Between 1990 and 2016, Finland also accepted returnees with a Soviet passport (or post-Soviet passport) where the ethnicity was marked as Finnish. This allowed the immigration of Ingrian Finns and other Finns who had remained in the Soviet Union. People who served in the Finnish Defence Forces or Finnish people evacuated by German or Finnish authorities from occupied areas to Finland during World War II also qualified as returnees. However, these options are no longer available, and applicants must qualify for ordinary naturalization instead.

=== France ===

Another early example of national law recognizing the Right of Return was the French constitution of 1791, enacted on 15 December 1790:

the freedom of everyone to go, to stay, or to leave, without being halted or arrested unless in accordance with procedures established by the Constitution.

The constitution put an end to the centuries-long persecution and discrimination of Huguenots (French Protestants).. Concurrently with making all Protestants resident in France into full-fledged citizens, the law enacted on December 15, 1790 stated that:

All persons born in a foreign country and descending in any degree of a French man or woman expatriated for religious reason are declared French nationals (naturels français) and will benefit to rights attached to that quality if they come back to France, establish their domicile there and take the civic oath.

The revocation of the Edict of Nantes and expulsion of the Huguenots had taken place more than a century earlier, and there were extensive Huguenot diasporas in many countries, where they often intermarried with the population of the host country. Therefore, the law potentially conferred French citizenship on numerous Britons, Germans, South Africans and others – though only a fraction actually took advantage of it. This option for Huguenot descendants to gain French citizenship remained open until 1945, when it was abolished - since after the Occupation of France, the French were unwilling to let Germans of Huguenot origin to take advantage of it. In October 1985, French President François Mitterrand issued a public apology to the descendants of Huguenots around the world.

→ TO DO:
List every year that the right-of-return text mentions, in the order they first appear.

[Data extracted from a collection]
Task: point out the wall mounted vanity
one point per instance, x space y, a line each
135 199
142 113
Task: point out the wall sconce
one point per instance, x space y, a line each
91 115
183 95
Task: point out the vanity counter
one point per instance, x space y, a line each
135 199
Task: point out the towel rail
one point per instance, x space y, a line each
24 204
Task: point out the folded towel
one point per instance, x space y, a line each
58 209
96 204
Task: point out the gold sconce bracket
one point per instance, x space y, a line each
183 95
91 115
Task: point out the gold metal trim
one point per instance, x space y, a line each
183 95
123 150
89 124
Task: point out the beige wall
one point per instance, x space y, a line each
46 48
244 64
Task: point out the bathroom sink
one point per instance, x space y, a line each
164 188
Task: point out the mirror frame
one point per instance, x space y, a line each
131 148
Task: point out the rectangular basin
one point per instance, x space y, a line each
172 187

→ SOLUTION FOR THIS TASK:
1990, 2016, 1791, 1790, 1945, 1985